== Segment start ==

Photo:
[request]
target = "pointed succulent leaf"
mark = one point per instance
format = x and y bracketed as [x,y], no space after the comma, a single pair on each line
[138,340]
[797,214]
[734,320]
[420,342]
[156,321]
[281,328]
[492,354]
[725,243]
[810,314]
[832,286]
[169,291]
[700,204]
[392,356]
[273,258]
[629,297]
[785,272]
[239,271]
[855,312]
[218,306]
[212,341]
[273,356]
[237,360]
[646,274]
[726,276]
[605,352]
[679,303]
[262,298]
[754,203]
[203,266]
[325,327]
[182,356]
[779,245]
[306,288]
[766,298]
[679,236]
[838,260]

== Segment end ==

YOUR OBJECTIVE:
Give again each line of the listing above, keeping every word the same.

WRITTEN RESPONSE:
Photo:
[request]
target = "pointed succulent leaf"
mark = one point per instance
format = x and y bracketed as [x,y], no space after the comma, a single pair on each line
[138,340]
[797,214]
[734,320]
[420,342]
[156,321]
[281,328]
[492,354]
[725,243]
[810,314]
[832,286]
[169,291]
[700,204]
[392,356]
[273,258]
[629,297]
[785,272]
[239,271]
[855,312]
[218,306]
[212,341]
[273,356]
[237,360]
[646,274]
[726,276]
[605,352]
[679,303]
[262,298]
[754,203]
[203,266]
[325,327]
[182,356]
[779,245]
[306,288]
[766,298]
[679,236]
[838,260]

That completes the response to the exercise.